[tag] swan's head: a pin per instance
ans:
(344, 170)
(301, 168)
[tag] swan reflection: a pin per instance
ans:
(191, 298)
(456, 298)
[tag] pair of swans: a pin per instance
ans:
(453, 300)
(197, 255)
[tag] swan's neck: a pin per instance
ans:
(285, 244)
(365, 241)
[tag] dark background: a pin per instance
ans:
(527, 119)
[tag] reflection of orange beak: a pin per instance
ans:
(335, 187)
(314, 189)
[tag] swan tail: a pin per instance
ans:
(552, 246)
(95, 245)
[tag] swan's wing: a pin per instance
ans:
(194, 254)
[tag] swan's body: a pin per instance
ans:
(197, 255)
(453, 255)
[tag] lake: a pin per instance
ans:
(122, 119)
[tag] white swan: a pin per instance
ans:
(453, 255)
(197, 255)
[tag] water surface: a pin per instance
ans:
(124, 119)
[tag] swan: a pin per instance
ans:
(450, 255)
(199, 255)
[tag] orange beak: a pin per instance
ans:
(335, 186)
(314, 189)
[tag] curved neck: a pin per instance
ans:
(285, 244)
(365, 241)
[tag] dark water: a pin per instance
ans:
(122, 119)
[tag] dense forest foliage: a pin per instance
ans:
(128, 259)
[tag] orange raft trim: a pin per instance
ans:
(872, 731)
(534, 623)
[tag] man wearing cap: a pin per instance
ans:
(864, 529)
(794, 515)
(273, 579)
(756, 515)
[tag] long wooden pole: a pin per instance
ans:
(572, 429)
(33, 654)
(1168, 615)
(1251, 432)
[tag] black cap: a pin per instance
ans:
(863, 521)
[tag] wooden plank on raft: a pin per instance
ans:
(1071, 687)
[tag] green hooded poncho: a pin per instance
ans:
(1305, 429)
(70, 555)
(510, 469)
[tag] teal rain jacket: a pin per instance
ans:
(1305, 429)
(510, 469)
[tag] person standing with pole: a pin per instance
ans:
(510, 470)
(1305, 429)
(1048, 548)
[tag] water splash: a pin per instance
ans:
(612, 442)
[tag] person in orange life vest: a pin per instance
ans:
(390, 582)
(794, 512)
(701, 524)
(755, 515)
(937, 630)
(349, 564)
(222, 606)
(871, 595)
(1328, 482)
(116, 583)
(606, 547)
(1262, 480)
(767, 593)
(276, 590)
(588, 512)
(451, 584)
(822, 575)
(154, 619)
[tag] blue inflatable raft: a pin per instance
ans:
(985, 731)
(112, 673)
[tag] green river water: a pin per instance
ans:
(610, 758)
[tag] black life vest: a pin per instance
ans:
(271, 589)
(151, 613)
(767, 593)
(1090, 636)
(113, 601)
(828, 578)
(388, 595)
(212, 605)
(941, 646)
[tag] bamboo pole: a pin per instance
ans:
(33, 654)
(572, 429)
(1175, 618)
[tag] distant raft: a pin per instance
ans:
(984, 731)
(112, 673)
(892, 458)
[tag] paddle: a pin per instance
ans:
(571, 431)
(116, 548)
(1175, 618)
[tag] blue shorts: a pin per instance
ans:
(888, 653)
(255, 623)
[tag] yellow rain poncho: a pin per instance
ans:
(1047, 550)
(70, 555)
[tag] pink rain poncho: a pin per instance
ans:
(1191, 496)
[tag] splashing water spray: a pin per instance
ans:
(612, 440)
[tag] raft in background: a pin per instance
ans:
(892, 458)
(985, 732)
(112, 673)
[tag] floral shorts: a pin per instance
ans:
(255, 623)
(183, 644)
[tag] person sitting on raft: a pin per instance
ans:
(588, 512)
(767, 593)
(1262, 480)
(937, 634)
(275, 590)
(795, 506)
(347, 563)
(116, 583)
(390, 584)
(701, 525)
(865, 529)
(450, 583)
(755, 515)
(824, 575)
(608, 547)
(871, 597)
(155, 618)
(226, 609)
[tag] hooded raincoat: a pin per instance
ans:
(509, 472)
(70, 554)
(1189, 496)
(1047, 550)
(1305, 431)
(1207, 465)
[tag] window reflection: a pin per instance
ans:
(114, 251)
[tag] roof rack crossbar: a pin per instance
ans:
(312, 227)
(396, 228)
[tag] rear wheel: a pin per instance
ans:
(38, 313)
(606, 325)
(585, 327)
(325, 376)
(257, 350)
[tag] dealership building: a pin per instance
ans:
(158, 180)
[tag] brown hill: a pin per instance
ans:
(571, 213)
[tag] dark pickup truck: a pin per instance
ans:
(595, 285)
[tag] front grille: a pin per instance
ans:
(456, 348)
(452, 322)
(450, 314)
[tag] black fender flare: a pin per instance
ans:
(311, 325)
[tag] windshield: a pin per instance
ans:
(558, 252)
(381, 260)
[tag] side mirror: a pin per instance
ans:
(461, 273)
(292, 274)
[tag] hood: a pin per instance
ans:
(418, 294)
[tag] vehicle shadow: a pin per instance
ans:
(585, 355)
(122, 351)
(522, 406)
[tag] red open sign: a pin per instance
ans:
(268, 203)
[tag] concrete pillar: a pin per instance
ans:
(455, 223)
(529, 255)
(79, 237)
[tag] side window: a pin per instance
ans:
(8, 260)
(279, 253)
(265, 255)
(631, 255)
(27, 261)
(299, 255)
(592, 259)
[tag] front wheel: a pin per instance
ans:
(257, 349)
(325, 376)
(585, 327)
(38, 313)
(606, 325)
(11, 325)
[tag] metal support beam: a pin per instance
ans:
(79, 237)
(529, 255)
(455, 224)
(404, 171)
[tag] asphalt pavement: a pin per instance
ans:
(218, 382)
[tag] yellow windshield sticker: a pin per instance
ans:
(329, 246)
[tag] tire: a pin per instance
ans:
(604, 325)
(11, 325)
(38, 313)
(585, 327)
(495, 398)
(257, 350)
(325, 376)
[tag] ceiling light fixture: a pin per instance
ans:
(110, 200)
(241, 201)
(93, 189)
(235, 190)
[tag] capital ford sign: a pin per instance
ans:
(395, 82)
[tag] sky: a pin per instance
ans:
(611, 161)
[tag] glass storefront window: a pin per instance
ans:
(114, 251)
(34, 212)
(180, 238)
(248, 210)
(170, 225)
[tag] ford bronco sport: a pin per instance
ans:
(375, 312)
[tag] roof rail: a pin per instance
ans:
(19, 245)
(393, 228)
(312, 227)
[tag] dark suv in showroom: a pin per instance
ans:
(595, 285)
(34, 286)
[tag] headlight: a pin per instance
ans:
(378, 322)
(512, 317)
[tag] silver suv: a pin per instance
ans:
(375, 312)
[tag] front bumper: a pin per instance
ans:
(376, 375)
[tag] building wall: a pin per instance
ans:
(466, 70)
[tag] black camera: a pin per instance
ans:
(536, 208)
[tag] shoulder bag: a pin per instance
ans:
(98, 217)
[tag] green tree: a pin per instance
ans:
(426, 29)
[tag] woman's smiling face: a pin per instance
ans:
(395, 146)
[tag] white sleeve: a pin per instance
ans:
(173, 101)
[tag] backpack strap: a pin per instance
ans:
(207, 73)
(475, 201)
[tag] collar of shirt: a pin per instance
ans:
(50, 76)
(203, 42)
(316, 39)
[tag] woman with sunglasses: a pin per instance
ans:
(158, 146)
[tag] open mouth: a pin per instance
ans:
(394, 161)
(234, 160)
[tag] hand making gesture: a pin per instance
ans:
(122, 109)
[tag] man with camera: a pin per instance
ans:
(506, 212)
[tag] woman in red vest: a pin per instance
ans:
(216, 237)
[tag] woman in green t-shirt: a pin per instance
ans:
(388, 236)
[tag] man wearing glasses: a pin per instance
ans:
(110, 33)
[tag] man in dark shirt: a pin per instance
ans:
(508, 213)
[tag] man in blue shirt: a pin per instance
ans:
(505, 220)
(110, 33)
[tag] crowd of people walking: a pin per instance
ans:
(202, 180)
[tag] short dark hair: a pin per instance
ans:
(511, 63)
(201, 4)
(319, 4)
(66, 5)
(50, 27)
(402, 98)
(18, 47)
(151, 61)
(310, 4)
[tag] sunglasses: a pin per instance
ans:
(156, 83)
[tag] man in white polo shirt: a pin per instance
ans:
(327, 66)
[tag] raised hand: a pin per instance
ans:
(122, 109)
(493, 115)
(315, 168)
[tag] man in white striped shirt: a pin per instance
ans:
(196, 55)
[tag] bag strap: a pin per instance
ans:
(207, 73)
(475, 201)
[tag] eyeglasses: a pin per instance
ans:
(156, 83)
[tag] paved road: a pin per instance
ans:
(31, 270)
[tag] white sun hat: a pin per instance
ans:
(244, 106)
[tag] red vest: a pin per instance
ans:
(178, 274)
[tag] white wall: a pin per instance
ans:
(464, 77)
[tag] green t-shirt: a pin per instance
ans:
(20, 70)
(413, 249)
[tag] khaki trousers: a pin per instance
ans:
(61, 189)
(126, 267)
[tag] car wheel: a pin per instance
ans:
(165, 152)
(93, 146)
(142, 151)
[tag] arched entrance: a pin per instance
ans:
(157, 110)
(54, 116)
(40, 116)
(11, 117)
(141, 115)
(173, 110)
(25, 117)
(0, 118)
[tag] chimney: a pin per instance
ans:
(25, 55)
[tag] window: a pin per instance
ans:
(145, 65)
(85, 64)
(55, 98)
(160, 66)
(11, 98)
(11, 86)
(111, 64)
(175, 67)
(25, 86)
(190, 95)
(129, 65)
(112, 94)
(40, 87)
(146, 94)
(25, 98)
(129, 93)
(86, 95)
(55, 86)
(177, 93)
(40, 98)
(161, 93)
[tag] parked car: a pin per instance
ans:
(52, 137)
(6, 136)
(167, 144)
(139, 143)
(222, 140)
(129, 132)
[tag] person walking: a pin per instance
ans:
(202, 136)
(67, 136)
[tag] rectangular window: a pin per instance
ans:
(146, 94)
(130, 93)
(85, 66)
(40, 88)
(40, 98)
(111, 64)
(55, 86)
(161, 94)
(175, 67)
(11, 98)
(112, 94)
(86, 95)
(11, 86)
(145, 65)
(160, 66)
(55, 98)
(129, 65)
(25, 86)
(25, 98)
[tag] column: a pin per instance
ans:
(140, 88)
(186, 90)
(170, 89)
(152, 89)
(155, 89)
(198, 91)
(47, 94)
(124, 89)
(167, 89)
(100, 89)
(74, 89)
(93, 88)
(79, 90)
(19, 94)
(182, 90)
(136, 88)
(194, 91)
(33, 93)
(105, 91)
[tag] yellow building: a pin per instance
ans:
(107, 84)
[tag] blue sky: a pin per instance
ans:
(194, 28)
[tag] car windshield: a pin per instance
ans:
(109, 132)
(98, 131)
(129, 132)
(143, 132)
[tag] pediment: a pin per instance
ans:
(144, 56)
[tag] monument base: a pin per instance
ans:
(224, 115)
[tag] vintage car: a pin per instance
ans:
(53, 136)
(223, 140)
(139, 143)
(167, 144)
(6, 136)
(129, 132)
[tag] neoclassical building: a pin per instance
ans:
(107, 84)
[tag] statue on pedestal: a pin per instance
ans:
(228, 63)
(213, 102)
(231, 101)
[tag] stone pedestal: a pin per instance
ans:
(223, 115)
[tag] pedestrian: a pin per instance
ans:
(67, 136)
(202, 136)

### WORK INSTRUCTIONS
Write out everything from the line containing "[tag] stone pedestal: a pin per instance" down to the last line of the listing, keeping each line as it appears.

### EXERCISE RESPONSE
[tag] stone pedestal: a pin per instance
ans:
(223, 115)
[tag] pedestrian: a pin per instance
ans:
(67, 136)
(202, 136)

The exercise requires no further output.